[caption id="attachment_264157" align="aligncenter" width="512" caption="Prajurit Kopassus"][/caption]
Vonis yang dijatuhkan terhadap 3 prajurit Kopassus tanggal 5 September 2013 kemarin benar - benar membuat warga Jogja kecewa dan marah. Di luar Dilmil II-11 terjadi keributan antara elemen warga jogja dengan aparat TNI yang berjaga - jaga di luar gedung. Warga Jogja kecewa dengan putusan hakim yang menjatuhkan 11 tahun bagi Serda Ucok, 7 tahun bagi Sertu Sugeng dan 6 tahun bagi Koptu Kodik dimana masing - masing di jatuhi hukuman tambahan berupa pemecatan dari kedinasan militer.
Warga Jogja menilai pengadilan tersebut sudah tidak murni karena terlalu banyak tekanan dari luar dan terdapat beberapa keterangan saksi yang tidak dicantumkan alias tidak sesuai dengan yang disampaikan sebelumnya. Selain itu adanya akses "khusus" yang diberikan kepada warga negara asing di sekitar Dilmil juga menimbulkan kecurigaan di tengah - tengah warga Jogja. Pasalnya, WNA tersebut segerameninggalkan lokasi ketika dirinya telah menarik perhatian warga Jogja dan kembali lagi ketika situasi sudah mulai memanas.

---+---

YANG HARUS DIKERJAKAN.
1 – Menurut kutipan teks, berapa lama hukuman penjara yang dijatuhkan kepada Serda Ucok?
2 – Tulis ulang bagian kutipan teks antara "Warga Jogja menilai" dan "sudah mulai memanas.", termasuk kedua bagian itu. Ubah nama "Dilmil" menjadi "Pengadilan Militer".
3 – Sebutkan semua prajurit yang dijatuhi vonis dalam kutipan teks, lengkap dengan pangkatnya.

BAHAN YANG DISEDIAKAN.
---+---

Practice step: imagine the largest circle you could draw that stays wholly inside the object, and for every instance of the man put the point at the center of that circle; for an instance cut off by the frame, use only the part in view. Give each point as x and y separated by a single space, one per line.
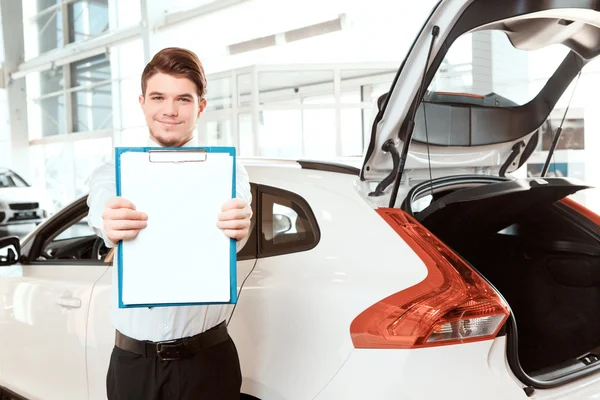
206 364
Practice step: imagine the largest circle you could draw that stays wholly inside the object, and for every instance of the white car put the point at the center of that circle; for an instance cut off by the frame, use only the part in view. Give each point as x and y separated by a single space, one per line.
430 273
19 202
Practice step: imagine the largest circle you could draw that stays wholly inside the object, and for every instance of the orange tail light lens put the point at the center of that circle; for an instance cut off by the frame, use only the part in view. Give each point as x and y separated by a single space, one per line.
453 304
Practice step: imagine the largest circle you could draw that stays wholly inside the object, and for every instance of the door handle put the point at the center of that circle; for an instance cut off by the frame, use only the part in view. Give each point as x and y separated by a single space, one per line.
69 302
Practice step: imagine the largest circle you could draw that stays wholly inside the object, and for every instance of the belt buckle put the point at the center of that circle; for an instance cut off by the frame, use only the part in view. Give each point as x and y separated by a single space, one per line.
159 350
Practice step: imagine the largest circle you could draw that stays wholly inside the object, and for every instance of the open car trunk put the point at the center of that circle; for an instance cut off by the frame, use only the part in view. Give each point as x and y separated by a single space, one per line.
540 254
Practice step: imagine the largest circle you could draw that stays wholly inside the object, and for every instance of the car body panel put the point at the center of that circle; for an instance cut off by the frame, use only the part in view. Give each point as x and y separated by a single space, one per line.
291 324
299 307
44 317
392 123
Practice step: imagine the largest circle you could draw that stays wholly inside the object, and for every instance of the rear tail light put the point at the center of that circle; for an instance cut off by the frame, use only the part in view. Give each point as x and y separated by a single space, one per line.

---+---

PEMBAHASAN JAWABAN.
1 – 11 tahun.

2 –
Warga Jogja menilai pengadilan tersebut sudah tidak murni karena terlalu banyak tekanan dari luar dan terdapat beberapa keterangan saksi yang tidak dicantumkan alias tidak sesuai dengan yang disampaikan sebelumnya. Selain itu adanya akses "khusus" yang diberikan kepada warga negara asing di sekitar Pengadilan Militer juga menimbulkan kecurigaan di tengah - tengah warga Jogja. Pasalnya, WNA tersebut segerameninggalkan lokasi ketika dirinya telah menarik perhatian warga Jogja dan kembali lagi ketika situasi sudah mulai memanas.

3 – Serda Ucok, Sertu Sugeng, Koptu Kodik